#### What is required:
Restate the material verbatim, every line included.

━━━━━━━━━━━━━━━━━━━━━━━━━━━━━━

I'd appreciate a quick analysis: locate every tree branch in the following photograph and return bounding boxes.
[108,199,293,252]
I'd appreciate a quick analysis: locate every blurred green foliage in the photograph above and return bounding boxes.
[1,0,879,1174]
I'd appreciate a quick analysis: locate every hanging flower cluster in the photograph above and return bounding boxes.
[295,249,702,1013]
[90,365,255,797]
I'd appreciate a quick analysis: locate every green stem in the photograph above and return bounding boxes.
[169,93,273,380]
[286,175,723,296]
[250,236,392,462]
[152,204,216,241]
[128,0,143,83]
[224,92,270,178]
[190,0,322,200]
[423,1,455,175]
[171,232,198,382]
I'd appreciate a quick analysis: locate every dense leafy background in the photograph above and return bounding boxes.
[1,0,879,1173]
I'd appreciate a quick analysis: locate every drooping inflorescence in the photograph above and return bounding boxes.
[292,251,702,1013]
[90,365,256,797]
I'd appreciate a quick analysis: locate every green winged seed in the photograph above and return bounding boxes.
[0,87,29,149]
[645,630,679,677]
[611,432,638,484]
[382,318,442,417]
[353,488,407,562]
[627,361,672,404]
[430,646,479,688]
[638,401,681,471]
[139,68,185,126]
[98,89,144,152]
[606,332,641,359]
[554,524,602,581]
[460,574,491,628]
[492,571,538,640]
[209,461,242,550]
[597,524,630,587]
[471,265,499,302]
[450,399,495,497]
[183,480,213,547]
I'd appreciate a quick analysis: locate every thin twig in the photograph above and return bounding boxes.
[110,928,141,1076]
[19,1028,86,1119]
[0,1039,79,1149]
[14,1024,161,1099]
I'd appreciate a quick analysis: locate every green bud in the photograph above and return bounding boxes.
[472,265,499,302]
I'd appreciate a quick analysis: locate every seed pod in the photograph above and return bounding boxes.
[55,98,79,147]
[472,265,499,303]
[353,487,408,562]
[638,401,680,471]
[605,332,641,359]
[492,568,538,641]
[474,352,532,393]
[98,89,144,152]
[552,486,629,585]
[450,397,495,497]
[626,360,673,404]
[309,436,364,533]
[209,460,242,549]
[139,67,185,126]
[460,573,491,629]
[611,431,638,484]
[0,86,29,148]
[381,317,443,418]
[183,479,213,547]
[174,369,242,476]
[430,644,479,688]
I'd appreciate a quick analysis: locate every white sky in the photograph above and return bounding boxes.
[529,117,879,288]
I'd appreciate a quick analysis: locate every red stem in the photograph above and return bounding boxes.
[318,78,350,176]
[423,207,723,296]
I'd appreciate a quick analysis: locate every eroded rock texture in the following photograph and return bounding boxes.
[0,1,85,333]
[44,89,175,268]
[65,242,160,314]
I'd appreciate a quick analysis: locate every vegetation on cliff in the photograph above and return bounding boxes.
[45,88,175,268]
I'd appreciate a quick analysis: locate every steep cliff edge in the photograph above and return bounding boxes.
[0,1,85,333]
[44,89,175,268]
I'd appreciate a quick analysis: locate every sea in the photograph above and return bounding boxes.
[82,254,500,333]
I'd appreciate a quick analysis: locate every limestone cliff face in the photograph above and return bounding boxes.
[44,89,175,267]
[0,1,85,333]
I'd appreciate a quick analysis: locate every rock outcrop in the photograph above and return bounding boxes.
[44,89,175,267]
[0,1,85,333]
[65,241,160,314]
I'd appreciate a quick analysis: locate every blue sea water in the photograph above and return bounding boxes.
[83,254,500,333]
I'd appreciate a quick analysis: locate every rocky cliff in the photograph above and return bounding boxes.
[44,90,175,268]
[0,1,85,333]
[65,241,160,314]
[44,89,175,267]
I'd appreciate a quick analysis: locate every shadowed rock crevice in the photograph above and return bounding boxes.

━━━━━━━━━━━━━━━━━━━━━━━━━━━━━━

#### Solved exercise:
I'd appreciate a quick analysis: locate every tree branch in the following photograph and return bounding boxes.
[108,199,293,252]
I'd appreciate a quick analysis: locate every blurred green foliage in the photograph above and return bounding boxes.
[1,0,879,1174]
I'd appreciate a quick analysis: locate every hanging flower cluster in the photograph above and return bounding boxes.
[295,249,702,1013]
[90,365,255,797]
I'd appreciate a quick analysis: locate every green stem in the photograph above and return bounding boxes.
[169,93,273,380]
[286,175,723,296]
[250,236,392,462]
[152,204,216,241]
[128,0,143,83]
[224,92,270,178]
[190,0,322,200]
[423,1,455,175]
[171,232,198,382]
I'd appreciate a quick analysis: locate every dense leafy background in the photograph above and return bounding boxes.
[1,0,879,1173]
I'd appreciate a quick analysis: locate every drooping inflorescence in the photograph above and return bounding boxes.
[292,251,702,1013]
[90,365,256,797]
I'd appreciate a quick analysis: locate every green winged seed in the photograph above and return bounding boxes.
[0,87,29,149]
[645,630,679,677]
[611,432,638,484]
[382,318,442,417]
[353,488,407,562]
[627,361,672,404]
[430,646,479,688]
[638,401,681,471]
[139,68,185,126]
[98,89,144,152]
[606,332,641,359]
[554,524,602,581]
[460,574,491,628]
[492,571,538,640]
[209,461,242,550]
[597,524,630,587]
[471,265,499,302]
[450,399,495,497]
[183,480,213,547]
I'd appreciate a quick analysis: locate every thin twig in the photograph above and return bounding boxes.
[110,928,141,1076]
[19,1028,86,1119]
[0,1039,79,1149]
[14,1024,161,1099]
I'd appreciate a quick analysis: locate every green bud in the photograph above and return bounding boxes.
[472,265,499,302]
I'd appreciate a quick analysis: locate every seed pod in the photograph above and return bounding boxes.
[55,98,79,147]
[472,265,499,303]
[353,487,408,562]
[638,401,680,471]
[605,332,641,359]
[492,568,538,641]
[474,352,532,393]
[98,89,144,152]
[552,486,629,585]
[450,397,495,497]
[626,360,673,404]
[309,436,364,533]
[209,460,242,549]
[139,67,185,126]
[460,573,491,629]
[611,431,638,484]
[0,86,29,148]
[381,317,443,418]
[183,479,213,547]
[174,369,242,476]
[430,644,479,688]
I'd appreciate a quick analysis: locate every white sky in the photograph above and return bounding boxes.
[529,117,879,288]
I'd appreciate a quick analysis: locate every red stem in the photograph above and return bounding boxes.
[318,78,350,176]
[423,207,723,296]
I'd appreciate a quick analysis: locate every eroded rock texture in the following photograph and return bounding boxes.
[0,1,85,333]
[44,89,175,268]
[65,242,160,314]
I'd appreciate a quick analysis: locate every vegetation on cliff in the photograph above and return bounding boxes.
[45,88,175,268]
I'd appreciate a quick analysis: locate every steep cliff edge in the photograph above and return bounding boxes.
[0,1,85,333]
[44,89,175,268]
I'd appreciate a quick analysis: locate every sea in the photograph above and return bounding boxes.
[82,254,500,333]
I'd appreciate a quick analysis: locate every limestone cliff face in the photograph above and return bounding boxes.
[44,89,175,267]
[0,1,85,333]
I'd appreciate a quick analysis: locate every rock outcrop in the photograph above and return bounding boxes.
[44,89,175,267]
[0,1,85,333]
[65,241,160,314]
I'd appreciate a quick analysis: locate every blue sea water in the photograph above and return bounding boxes.
[83,254,500,333]
I'd appreciate a quick analysis: locate every rocky cliff in the photograph above and return bounding boxes.
[44,90,175,268]
[0,1,85,333]
[65,241,160,314]
[44,89,175,267]
I'd appreciate a quick analysis: locate every shadowed rock crevice in the photograph above and return bounding boxes.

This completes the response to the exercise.